■ **Extrait fourni**

Le 2 mai 2007, M. [K] s'est rendu caution de la société en faveur de la banque.

2. Par un jugement du 13 mars 2009, la société a été mise en redressement judiciaire.

La banque a déclaré sa créance le 6 avril 2009, laquelle a été admise par une ordonnance du 5 février 2010. Un plan de redressement a été arrêté par le tribunal le 12 mars 2010.

Le plan a été résolu et la société a été mise en liquidation judiciaire le 11 octobre 2013.

3. Le 23 décembre 2016, la banque a assigné M. [K] en exécution de son engagement de caution.

Examen des moyens

Sur le premier moyen, pris en sa première branche

Enoncé du moyen

4. La banque fait grief à l'arrêt de déclarer prescrite et donc irrecevable sa demande, alors « que la déclaration de créance interrompt la prescription à l'égard de la caution jusqu'à la clôture de la procédure ; qu'ayant relevé que la créance déclarée le 6 avril 2009 a été admise le 5 février 2010, qu'un plan de redressement a été homologué le 12 mars 2010, lequel a été résolu le 11 octobre 2013, la débitrice principale ayant fait l'objet d'une mesure de liquidation judiciaire, la cour d'appel qui pour considérer que c'est à juste titre que le tribunal a retenu qu'aux termes de l'article L. 630-21 (lire 631-20) du code de commerce, l'action de la banque était à nouveau possible envers la caution personne physique faisant courir un nouveau délai de cinq ans pour agir énonce que les co-obligés et les personnes ayant consenti une sûreté personnelle ne peuvent se prévaloir des dispositions du plan et que les délais de paiement accordés au débiteur principal lui sont en effet strictement personnels et la caution solidaire ne peut en bénéficier, n'a pas tiré les conséquences légales s'évinçant de ses propres constatations dont il ressortait que la procédure collective était toujours en cours en l'absence de clôture et partant a violé les articles L. 631-20 du code de commerce par fausse application, ensemble les articles L. 622-28 et suivants dudit code. »

■ **Informations extraites**
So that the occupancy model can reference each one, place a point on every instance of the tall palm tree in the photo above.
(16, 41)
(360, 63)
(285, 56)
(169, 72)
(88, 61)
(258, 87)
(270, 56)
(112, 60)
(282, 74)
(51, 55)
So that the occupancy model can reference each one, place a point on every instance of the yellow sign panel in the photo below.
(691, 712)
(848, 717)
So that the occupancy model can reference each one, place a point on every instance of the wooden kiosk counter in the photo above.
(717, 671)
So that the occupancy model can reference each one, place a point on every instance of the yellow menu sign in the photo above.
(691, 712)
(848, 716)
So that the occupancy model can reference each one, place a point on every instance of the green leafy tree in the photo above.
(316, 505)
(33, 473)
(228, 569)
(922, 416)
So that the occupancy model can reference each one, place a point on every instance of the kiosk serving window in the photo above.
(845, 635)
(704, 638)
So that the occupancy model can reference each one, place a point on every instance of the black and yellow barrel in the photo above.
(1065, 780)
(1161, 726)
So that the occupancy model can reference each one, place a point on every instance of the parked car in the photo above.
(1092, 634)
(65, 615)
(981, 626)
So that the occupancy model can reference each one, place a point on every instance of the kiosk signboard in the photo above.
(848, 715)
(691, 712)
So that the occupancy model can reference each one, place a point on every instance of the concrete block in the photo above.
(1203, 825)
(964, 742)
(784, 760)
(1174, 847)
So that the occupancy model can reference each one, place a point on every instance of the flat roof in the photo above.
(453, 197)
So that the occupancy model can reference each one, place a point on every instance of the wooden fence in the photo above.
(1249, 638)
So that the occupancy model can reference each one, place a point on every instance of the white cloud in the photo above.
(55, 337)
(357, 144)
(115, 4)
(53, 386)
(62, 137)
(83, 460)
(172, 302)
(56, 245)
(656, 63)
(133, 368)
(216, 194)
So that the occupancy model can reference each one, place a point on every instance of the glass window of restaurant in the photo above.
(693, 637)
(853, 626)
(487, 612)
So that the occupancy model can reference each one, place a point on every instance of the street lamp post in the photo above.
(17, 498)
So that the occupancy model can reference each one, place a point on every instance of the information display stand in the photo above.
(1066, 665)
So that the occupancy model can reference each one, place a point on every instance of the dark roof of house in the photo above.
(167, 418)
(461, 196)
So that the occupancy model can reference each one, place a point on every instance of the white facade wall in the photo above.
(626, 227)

■ **Tâches**
- A) Selon l'extrait fourni, à quelle date la société a-t-elle été mise en liquidation judiciaire ?
- B) Relevez toutes les dates différentes qui figurent dans l'extrait fourni.
- C) Reproduisez le passage de l'extrait fourni à partir des mots « 2. Par un jugement » jusqu'aux mots « engagement de caution. » inclus.

■ **Réponses par tâche**
- A) Le 11 octobre 2013.

- B) 2 mai 2007, 13 mars 2009, 6 avril 2009, 5 février 2010, 12 mars 2010, 11 octobre 2013, 23 décembre 2016

- C)
2. Par un jugement du 13 mars 2009, la société a été mise en redressement judiciaire.

La banque a déclaré sa créance le 6 avril 2009, laquelle a été admise par une ordonnance du 5 février 2010. Un plan de redressement a été arrêté par le tribunal le 12 mars 2010.

Le plan a été résolu et la société a été mise en liquidation judiciaire le 11 octobre 2013.

3. Le 23 décembre 2016, la banque a assigné M. [K] en exécution de son engagement de caution.